_Set of tasks:_
a. According to the project notes, why was the psycopg2-based query system using so much memory?
b. Please output the project notes from "Spent an afternoon" up to and including "than I expected.", copying the words unchanged.
c. In one to three sentences, explain why Netevmon stopped guessing the measurement frequency from the time difference between the first two measurements, as the project notes describe.

_Given passage:_
Spent an afternoon with Shane and Brad designing how we are going to
represent graphs with multiple lines, in a way that will let us merge
and split data series based on how the user wants to view the data.
Tidied up the autogenerated colours for the smokeping graphs to use
consistent series colours across the summary and detail views, while
also being able to use the default smokeping colouring if there is only
a single series being plotted.
I added multiple table support to RouteFlow, and am now trying to add my 591 work on top of that, but it is taking longer than I expected.
Having multiple tables does simplify the structure of things and fixes most of the interface issues I had with the older version of this code, but in spite of this I am having a lot of problems getting this to work.
The new psycopg2-based query system was generally working well but using significant amounts of memory. This turned out to be due to the default cursor being client-side, which meant that the entire result was being sent to the querier at once and stored in memory. I changed the large data queries to use a server-side cursor which immediately solved the memory problem. Instead, results are now shipped to the client in small chunks as needed -- since the NNTSC database and exporter process are typically located on the same host, this is not likely to be problematic.
Netevmon now tries to use the measurement frequency reported by NNTSC for the historical data wherever possible rather than trying to guesstimate the frequency based on the time difference between the first two measurements. The previous approach was failing badly with our new one stream per tested address approach for AMP as individual addresses were often tested intermittently. If there is no historical data, then a new algorithm is used that simply finds the smallest difference in the first N measurements and uses that.
Changed the table structure for storing AMP traceroute data. The previous method was causing too many problems and required too much special treatment to query efficiently. In the end, we decided to bite the bullet and re-design the whole thing, at the cost of all of the traceroute data we had collected over the past few months (actually, it is still there but would be painful to convert over to the new format).
Had a long but fruitful meeting with Brendon and Brad where we worked out a 'view' system for describing what streams should be displayed on a graph. Users will be able to create and customise their own views and share them easily with other users. Stream selections will be described using expressions rather than explicitly listing stream ids as it is now (although listing specific streams will still be possible).
This will allow us to create a graph showing a single line aggregating all streams that match the expression: "collection=amp-icmp AND source=ampz.waikato.ac.nz AND destination=www.google.com AND family=ipv4". Our view could also include a second line for IPv6. By using expressions, we can have the view automatically update to include new streams that match the criteria after the view was created, e.g. new Google addresses.
Finished all of my chapters this week and have had them reviewed, just a matter now of tidying up a few places and then I'll be done.
I gave the final version of my thesis to the printers so they can do the hardbound version.

_Given records:_
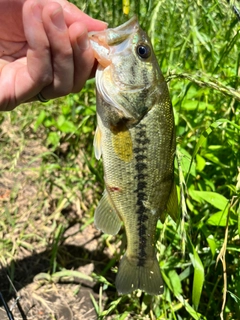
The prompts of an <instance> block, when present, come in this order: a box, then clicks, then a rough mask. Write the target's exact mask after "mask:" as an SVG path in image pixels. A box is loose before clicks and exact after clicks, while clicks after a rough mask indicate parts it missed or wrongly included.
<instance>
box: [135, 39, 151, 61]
mask: <svg viewBox="0 0 240 320" xmlns="http://www.w3.org/2000/svg"><path fill="white" fill-rule="evenodd" d="M136 51H137V54H138V56H139V57H140V58H142V59H147V58H149V57H150V55H151V48H150V47H149V45H147V44H145V43H144V44H139V45H138V46H137V50H136Z"/></svg>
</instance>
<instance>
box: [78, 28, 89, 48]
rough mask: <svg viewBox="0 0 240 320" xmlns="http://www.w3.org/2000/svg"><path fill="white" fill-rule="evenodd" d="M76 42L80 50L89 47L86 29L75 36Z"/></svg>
mask: <svg viewBox="0 0 240 320" xmlns="http://www.w3.org/2000/svg"><path fill="white" fill-rule="evenodd" d="M77 44H78V47H79V48H80V49H81V50H87V49H88V47H89V40H88V34H87V31H86V32H83V33H82V34H81V35H80V36H79V37H78V38H77Z"/></svg>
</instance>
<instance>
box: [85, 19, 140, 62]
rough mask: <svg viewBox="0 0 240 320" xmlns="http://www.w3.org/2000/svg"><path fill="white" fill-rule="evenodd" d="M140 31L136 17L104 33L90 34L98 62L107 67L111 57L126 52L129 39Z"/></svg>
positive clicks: (138, 25) (91, 41)
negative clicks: (138, 31) (117, 26)
mask: <svg viewBox="0 0 240 320" xmlns="http://www.w3.org/2000/svg"><path fill="white" fill-rule="evenodd" d="M138 29H139V24H138V20H137V17H136V16H133V17H132V18H131V19H130V20H128V21H127V22H125V23H124V24H122V25H120V26H118V27H116V28H109V29H106V30H104V31H96V32H89V34H88V36H89V40H90V43H91V46H92V48H93V51H94V56H95V58H96V59H97V60H98V62H99V63H100V64H101V65H102V66H103V67H107V66H108V65H110V64H111V55H112V54H114V53H119V52H122V51H124V49H125V48H126V47H127V46H128V38H129V37H130V36H131V35H132V34H133V33H135V32H137V31H138Z"/></svg>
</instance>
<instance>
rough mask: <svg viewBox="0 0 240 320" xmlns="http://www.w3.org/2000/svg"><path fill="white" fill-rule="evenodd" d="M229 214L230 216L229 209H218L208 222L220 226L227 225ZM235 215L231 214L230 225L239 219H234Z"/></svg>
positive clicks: (230, 218)
mask: <svg viewBox="0 0 240 320" xmlns="http://www.w3.org/2000/svg"><path fill="white" fill-rule="evenodd" d="M227 216H228V210H223V211H218V212H216V213H214V214H213V215H211V217H210V218H209V219H208V220H207V221H206V222H207V224H210V225H212V226H219V227H226V225H227ZM234 218H235V217H234V216H231V215H230V218H229V222H228V223H229V225H234V224H235V223H236V222H237V220H236V219H234Z"/></svg>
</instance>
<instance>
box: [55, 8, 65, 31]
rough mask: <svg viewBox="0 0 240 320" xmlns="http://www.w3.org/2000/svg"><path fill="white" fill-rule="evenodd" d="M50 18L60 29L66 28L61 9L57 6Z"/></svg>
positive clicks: (63, 18) (57, 27)
mask: <svg viewBox="0 0 240 320" xmlns="http://www.w3.org/2000/svg"><path fill="white" fill-rule="evenodd" d="M51 20H52V23H53V24H54V25H55V26H56V27H57V28H58V29H60V30H62V31H63V30H65V29H66V24H65V21H64V17H63V13H62V9H61V8H59V9H57V10H56V11H54V12H53V13H52V15H51Z"/></svg>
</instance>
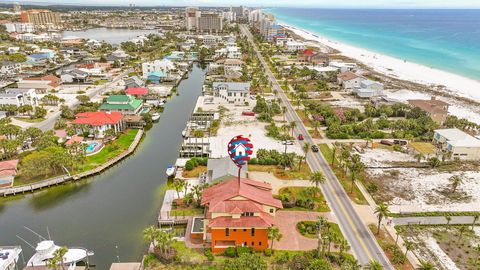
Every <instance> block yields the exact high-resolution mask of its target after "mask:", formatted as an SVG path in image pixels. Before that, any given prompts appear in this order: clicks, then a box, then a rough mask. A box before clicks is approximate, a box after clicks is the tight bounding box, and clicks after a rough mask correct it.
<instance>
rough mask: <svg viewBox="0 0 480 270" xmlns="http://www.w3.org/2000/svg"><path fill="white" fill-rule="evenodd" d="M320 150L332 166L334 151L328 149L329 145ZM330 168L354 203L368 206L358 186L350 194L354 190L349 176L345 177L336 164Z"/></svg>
mask: <svg viewBox="0 0 480 270" xmlns="http://www.w3.org/2000/svg"><path fill="white" fill-rule="evenodd" d="M319 148H320V152H322V155H323V156H324V157H325V159H326V160H327V162H328V163H330V164H332V150H331V149H330V148H329V147H328V145H326V144H320V145H319ZM330 168H332V170H333V172H334V173H335V175H336V176H337V178H338V180H339V181H340V184H342V186H343V189H344V190H345V191H346V192H347V194H348V196H349V197H350V199H351V200H352V201H353V202H355V203H357V204H367V200H366V199H365V197H364V196H363V194H362V192H361V191H360V189H359V188H358V187H357V185H355V186H354V188H353V193H350V190H351V188H352V181H351V180H350V178H348V176H347V175H345V172H344V171H343V170H342V169H341V168H339V167H338V166H337V165H336V164H334V165H333V166H332V165H330Z"/></svg>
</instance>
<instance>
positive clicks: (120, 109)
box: [99, 95, 143, 115]
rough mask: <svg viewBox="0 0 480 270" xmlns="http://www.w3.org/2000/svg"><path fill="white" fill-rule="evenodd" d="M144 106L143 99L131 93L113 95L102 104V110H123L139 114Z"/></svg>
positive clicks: (111, 95)
mask: <svg viewBox="0 0 480 270" xmlns="http://www.w3.org/2000/svg"><path fill="white" fill-rule="evenodd" d="M142 107H143V100H141V99H136V98H135V97H133V96H130V95H111V96H109V97H108V98H107V100H106V101H105V102H104V103H103V104H102V105H101V106H100V108H99V110H100V111H105V112H121V113H122V114H126V115H135V114H139V113H140V111H141V110H142Z"/></svg>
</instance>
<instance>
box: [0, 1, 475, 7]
mask: <svg viewBox="0 0 480 270" xmlns="http://www.w3.org/2000/svg"><path fill="white" fill-rule="evenodd" d="M2 2H3V1H2ZM5 2H19V3H22V2H24V3H39V4H40V3H49V4H77V5H78V4H80V5H115V6H121V5H129V4H136V5H138V6H160V5H167V6H168V5H174V6H230V5H244V6H268V7H272V6H288V7H292V6H293V7H340V8H342V7H343V8H472V7H473V8H480V0H335V1H332V0H228V1H225V0H102V1H98V0H63V1H58V0H27V1H25V0H7V1H5Z"/></svg>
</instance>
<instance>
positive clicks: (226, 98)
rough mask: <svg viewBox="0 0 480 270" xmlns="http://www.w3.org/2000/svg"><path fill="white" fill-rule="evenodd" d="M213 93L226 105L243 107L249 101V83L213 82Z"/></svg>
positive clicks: (249, 97)
mask: <svg viewBox="0 0 480 270" xmlns="http://www.w3.org/2000/svg"><path fill="white" fill-rule="evenodd" d="M213 91H214V94H215V96H216V97H220V98H222V99H224V100H226V101H227V102H228V103H231V104H238V105H243V104H245V102H247V101H248V100H249V99H250V82H241V83H238V82H214V83H213Z"/></svg>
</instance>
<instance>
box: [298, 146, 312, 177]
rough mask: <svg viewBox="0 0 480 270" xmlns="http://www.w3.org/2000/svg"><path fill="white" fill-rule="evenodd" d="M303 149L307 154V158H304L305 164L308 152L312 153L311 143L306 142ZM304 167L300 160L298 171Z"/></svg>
mask: <svg viewBox="0 0 480 270" xmlns="http://www.w3.org/2000/svg"><path fill="white" fill-rule="evenodd" d="M302 149H303V152H304V153H305V156H304V158H303V159H304V160H305V162H307V155H308V152H310V143H309V142H305V143H304V144H303V146H302ZM301 167H302V162H301V160H300V162H299V163H298V170H299V171H300V169H301Z"/></svg>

_Results for each task:_
a. The default cursor was client-side, so the entire result was sent to the querier at once and stored in memory.

b.
Spent an afternoon with Shane and Brad designing how we are going to
represent graphs with multiple lines, in a way that will let us merge
and split data series based on how the user wants to view the data.
Tidied up the autogenerated colours for the smokeping graphs to use
consistent series colours across the summary and detail views, while
also being able to use the default smokeping colouring if there is only
a single series being plotted.
I added multiple table support to RouteFlow, and am now trying to add my 591 work on top of that, but it is taking longer than I expected.

c. That approach was failing badly with the new one-stream-per-tested-address approach for AMP, because individual addresses were often tested intermittently. Netevmon therefore uses the measurement frequency that NNTSC reports for the historical data wherever possible.